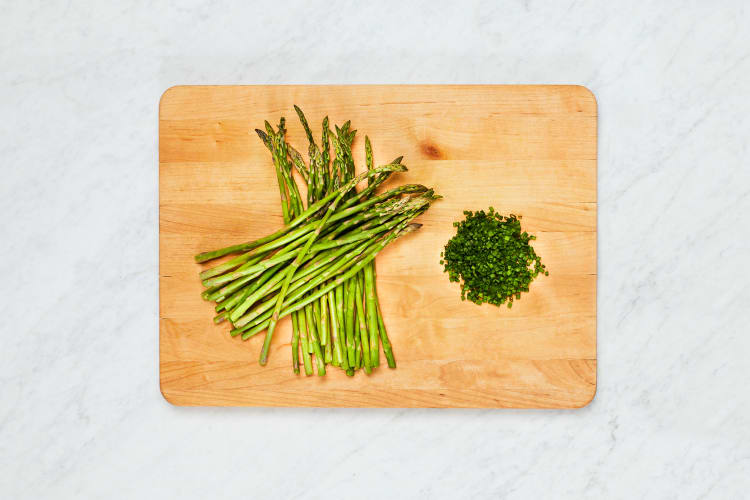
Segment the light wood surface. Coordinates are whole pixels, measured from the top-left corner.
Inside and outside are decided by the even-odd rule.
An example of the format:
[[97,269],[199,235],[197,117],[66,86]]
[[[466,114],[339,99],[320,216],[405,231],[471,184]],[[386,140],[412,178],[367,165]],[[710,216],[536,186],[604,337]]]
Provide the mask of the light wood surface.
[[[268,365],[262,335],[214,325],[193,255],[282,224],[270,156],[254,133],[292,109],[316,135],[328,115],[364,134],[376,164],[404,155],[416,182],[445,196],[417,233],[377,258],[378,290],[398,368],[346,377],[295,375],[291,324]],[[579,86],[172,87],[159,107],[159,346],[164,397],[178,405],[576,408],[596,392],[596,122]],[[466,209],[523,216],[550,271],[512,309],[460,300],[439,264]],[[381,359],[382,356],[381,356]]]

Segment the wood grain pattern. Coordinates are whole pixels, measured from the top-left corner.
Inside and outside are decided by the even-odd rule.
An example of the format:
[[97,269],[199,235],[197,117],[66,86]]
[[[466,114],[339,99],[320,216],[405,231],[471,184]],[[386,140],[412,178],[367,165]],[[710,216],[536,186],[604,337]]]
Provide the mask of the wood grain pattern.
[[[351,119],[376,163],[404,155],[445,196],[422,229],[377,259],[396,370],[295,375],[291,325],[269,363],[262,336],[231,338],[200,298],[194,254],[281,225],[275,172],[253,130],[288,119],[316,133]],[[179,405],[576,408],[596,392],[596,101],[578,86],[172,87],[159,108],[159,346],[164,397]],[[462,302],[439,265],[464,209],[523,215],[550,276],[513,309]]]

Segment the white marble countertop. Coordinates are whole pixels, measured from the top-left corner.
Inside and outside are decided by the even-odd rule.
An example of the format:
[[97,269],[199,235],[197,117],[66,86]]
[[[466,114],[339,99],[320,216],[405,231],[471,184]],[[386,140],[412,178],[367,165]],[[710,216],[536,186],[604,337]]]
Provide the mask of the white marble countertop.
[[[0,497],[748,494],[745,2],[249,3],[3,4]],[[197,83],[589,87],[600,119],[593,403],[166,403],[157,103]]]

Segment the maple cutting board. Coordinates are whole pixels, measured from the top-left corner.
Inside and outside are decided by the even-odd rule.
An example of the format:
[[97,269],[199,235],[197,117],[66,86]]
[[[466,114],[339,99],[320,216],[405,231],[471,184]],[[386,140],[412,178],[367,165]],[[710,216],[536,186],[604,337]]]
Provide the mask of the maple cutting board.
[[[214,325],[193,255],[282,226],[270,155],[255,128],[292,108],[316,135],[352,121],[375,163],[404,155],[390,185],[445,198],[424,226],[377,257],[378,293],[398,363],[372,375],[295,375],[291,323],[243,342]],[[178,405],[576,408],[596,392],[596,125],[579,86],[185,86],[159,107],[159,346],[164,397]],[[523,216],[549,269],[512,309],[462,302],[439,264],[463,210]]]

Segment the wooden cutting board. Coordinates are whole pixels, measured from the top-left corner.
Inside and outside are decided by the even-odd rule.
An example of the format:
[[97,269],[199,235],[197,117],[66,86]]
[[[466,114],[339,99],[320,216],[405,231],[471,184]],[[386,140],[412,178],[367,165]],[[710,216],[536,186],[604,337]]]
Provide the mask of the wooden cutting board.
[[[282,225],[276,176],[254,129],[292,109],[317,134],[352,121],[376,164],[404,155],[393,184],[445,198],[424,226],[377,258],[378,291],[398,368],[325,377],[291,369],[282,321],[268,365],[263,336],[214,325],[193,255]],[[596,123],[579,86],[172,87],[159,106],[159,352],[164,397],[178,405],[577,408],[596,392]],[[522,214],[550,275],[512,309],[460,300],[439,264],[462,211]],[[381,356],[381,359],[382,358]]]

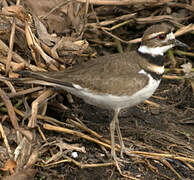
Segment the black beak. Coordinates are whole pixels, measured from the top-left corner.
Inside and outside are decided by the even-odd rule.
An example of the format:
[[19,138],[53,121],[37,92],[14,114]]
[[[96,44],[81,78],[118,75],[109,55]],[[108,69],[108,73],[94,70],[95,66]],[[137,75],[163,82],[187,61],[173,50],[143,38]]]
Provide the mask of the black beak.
--------
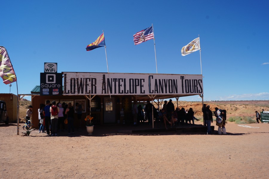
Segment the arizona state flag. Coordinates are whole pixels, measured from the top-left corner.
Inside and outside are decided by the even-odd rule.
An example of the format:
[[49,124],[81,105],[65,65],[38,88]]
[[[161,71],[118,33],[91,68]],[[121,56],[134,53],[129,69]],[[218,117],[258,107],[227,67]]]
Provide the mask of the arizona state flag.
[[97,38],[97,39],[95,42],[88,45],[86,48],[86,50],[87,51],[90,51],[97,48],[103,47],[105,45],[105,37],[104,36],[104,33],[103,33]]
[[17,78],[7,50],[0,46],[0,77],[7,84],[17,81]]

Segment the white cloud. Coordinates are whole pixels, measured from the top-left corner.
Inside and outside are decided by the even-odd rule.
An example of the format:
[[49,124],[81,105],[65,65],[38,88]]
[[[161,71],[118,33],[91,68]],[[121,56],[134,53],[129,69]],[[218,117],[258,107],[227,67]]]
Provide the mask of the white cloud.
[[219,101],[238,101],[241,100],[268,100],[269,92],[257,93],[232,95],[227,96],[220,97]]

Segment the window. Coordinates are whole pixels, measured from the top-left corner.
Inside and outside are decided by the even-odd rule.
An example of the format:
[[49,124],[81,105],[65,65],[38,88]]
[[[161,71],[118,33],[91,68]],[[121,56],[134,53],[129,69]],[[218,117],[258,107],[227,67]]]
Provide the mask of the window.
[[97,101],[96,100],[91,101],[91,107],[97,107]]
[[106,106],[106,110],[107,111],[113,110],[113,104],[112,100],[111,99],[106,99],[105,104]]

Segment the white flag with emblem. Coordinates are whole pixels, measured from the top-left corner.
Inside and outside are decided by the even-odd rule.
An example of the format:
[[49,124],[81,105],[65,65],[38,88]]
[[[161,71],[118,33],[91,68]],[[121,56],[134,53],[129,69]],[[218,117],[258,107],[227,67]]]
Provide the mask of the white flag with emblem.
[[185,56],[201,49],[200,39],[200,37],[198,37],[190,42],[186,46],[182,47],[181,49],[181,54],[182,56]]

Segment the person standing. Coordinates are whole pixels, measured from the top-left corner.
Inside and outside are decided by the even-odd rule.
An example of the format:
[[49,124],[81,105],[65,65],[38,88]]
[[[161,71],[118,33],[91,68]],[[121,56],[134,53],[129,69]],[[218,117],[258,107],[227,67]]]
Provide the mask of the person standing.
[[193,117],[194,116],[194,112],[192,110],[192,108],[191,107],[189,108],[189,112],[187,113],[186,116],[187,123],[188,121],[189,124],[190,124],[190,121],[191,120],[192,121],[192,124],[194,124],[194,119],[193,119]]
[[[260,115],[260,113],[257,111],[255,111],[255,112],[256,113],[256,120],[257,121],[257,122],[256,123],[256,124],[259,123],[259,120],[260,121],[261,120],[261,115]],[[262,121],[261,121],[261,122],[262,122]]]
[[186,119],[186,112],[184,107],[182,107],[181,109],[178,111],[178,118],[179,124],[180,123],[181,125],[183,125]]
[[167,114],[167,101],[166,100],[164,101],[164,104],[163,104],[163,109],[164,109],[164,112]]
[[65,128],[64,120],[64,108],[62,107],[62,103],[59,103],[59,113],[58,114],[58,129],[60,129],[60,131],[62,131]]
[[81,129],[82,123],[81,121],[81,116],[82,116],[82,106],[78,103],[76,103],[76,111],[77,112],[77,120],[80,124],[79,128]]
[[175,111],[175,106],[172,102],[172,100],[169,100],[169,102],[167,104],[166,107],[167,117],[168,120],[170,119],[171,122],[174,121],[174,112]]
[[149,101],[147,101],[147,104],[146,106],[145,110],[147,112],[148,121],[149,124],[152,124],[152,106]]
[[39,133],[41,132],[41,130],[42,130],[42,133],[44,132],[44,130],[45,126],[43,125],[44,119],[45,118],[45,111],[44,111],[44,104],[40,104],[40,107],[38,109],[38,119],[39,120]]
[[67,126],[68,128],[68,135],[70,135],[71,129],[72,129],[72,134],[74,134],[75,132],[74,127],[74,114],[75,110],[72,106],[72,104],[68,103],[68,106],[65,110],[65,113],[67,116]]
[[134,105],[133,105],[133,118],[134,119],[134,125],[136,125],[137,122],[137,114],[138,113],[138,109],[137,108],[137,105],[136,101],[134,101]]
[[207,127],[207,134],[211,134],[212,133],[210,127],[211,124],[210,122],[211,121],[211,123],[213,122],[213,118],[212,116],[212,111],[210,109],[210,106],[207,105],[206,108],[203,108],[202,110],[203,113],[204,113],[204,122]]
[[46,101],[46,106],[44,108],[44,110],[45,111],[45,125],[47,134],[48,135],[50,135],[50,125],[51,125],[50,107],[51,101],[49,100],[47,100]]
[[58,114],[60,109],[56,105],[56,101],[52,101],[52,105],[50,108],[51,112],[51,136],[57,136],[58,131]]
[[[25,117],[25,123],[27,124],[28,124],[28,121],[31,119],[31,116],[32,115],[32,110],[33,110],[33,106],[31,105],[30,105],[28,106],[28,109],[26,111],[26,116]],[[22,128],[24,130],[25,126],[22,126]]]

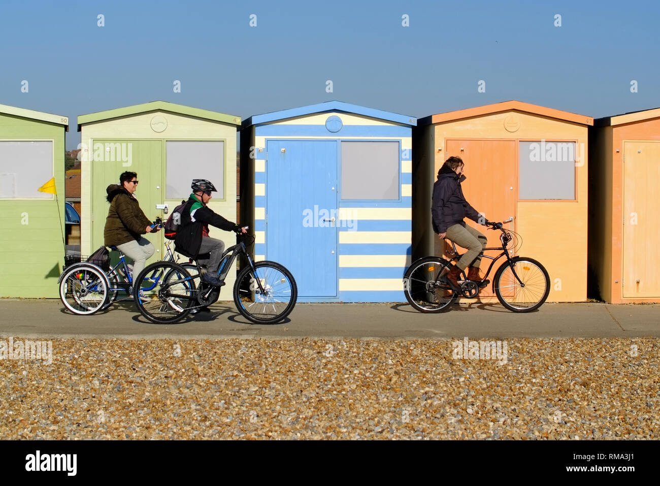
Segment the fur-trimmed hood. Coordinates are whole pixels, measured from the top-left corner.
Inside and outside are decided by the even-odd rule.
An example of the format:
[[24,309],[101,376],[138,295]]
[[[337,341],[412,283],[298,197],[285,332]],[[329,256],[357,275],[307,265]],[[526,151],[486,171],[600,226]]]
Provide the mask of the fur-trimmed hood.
--------
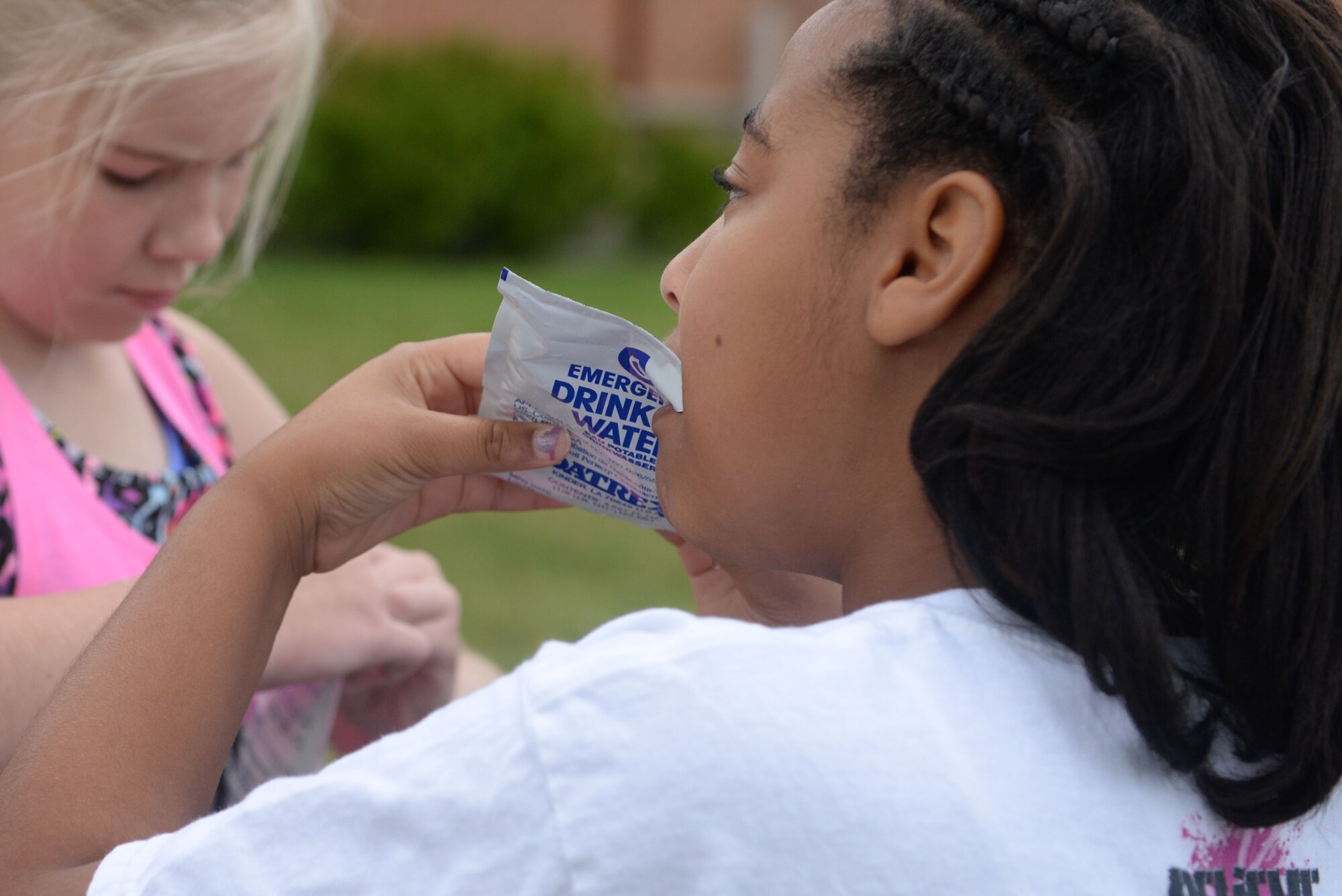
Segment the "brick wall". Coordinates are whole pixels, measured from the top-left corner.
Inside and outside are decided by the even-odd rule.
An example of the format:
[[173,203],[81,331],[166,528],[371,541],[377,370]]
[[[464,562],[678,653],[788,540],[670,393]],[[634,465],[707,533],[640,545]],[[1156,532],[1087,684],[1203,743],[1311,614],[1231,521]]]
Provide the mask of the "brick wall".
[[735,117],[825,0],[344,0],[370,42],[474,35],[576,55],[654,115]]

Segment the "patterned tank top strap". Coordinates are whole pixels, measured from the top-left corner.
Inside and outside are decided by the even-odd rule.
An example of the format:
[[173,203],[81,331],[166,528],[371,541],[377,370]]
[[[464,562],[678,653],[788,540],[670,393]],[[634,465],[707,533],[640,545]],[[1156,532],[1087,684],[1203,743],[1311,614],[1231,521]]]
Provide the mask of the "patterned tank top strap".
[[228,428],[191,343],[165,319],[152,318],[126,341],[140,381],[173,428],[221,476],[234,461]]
--------
» What this task involves
Collect every line in the material above that contains the word "cutting" and copy each one out in full.

» Exercise solution
Segment the maple cutting board. Coordinates are whole pixels, measured from the top-left corner.
Provide the mask of the maple cutting board.
Segment the wooden cutting board. Coordinates are whole pixels, measured from the top-left corner.
Provide the mask of the wooden cutting board.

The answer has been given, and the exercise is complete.